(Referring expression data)

┌────────

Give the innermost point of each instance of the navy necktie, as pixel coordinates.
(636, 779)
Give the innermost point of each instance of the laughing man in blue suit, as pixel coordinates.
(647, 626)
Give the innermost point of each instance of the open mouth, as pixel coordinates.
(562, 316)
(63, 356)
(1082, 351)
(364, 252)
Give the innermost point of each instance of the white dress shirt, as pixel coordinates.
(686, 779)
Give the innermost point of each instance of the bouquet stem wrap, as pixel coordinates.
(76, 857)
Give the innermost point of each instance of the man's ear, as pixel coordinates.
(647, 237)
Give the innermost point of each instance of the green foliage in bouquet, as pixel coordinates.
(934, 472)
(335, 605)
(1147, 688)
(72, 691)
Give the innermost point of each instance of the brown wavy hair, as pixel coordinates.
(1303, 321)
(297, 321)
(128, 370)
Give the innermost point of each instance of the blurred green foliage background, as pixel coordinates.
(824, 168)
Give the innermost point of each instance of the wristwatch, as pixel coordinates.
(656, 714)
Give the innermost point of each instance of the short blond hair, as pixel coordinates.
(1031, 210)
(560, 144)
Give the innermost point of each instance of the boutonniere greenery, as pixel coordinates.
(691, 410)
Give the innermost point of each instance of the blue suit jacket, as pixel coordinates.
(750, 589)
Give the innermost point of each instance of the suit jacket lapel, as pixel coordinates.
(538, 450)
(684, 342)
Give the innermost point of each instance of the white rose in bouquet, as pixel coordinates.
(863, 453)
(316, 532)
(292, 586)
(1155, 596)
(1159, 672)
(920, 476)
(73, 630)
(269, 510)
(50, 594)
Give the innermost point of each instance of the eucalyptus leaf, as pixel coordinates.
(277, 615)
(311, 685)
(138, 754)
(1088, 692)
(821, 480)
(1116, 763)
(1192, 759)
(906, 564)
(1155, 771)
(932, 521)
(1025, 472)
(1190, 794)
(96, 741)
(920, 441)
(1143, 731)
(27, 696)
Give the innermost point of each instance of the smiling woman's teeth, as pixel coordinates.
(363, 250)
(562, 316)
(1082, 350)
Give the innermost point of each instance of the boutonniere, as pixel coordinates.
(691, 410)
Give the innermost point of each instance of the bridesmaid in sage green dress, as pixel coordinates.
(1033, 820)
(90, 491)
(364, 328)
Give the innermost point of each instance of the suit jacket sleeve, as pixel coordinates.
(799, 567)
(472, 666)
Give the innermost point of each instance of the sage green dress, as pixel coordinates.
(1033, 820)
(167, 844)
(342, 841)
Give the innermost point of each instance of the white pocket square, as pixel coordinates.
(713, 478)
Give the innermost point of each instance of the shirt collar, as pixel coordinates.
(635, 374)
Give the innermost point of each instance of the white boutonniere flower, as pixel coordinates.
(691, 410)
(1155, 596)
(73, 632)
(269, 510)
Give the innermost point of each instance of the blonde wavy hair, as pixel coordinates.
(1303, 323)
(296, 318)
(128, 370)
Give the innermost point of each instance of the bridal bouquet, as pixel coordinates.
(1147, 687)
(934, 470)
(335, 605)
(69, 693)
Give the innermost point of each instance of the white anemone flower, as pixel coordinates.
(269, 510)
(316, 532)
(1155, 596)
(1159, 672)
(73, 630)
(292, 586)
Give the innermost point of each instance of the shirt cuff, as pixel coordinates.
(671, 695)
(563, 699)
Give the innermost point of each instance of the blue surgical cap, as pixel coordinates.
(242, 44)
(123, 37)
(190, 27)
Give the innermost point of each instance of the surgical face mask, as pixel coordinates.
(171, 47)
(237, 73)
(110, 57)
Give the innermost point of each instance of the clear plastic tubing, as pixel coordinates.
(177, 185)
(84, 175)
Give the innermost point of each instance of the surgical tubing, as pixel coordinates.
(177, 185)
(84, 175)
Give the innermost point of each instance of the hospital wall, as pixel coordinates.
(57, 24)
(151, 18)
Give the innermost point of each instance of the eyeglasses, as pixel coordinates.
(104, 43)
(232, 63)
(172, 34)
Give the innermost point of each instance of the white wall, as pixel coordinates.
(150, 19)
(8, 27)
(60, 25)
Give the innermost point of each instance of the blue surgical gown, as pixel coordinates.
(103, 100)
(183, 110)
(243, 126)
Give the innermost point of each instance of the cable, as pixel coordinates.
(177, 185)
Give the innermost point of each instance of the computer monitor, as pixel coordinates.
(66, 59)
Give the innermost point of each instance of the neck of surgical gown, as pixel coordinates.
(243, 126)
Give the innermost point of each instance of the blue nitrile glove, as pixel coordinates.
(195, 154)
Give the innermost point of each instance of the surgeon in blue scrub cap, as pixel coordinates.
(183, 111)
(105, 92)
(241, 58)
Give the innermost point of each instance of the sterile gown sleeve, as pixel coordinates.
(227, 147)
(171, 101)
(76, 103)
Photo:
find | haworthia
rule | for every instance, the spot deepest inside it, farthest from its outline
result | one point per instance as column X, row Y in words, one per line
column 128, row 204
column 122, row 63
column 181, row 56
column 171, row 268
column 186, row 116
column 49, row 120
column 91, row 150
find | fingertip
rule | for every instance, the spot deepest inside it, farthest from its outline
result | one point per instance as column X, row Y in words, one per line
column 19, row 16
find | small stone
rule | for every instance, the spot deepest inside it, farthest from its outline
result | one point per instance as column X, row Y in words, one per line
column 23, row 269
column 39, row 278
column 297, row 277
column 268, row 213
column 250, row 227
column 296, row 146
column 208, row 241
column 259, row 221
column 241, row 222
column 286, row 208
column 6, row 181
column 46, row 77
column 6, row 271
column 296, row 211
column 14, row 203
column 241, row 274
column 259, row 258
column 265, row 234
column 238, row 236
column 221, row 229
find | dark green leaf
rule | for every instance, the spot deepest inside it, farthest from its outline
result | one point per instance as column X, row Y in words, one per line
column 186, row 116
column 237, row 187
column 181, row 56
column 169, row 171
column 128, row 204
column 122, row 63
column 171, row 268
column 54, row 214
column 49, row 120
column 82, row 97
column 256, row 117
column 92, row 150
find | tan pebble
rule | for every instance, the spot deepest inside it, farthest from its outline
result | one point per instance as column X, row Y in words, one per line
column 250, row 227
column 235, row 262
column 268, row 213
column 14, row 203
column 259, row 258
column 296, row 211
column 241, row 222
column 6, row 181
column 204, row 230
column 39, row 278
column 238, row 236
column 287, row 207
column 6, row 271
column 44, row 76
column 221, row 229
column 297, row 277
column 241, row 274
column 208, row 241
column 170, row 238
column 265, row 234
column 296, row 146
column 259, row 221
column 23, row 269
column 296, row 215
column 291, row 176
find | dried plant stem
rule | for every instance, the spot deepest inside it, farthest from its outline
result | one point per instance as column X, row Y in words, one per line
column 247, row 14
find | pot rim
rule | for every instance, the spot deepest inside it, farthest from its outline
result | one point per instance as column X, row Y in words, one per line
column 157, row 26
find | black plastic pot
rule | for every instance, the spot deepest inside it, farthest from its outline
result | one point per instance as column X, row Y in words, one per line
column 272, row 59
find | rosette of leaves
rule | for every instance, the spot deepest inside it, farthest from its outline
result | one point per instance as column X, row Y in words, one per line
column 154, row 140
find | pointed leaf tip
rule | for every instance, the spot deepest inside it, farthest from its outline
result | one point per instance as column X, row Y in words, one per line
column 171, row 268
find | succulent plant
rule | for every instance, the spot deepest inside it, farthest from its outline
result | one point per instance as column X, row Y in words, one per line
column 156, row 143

└────────

Show all of the lines above in which "find" is present.

find | haworthia
find | fingertip
find | small stone
find | dark green leaf
find | tan pebble
find | dried plant stem
find | pot rim
find | black plastic pot
find | rosette of leaves
find | pointed leaf tip
find | succulent plant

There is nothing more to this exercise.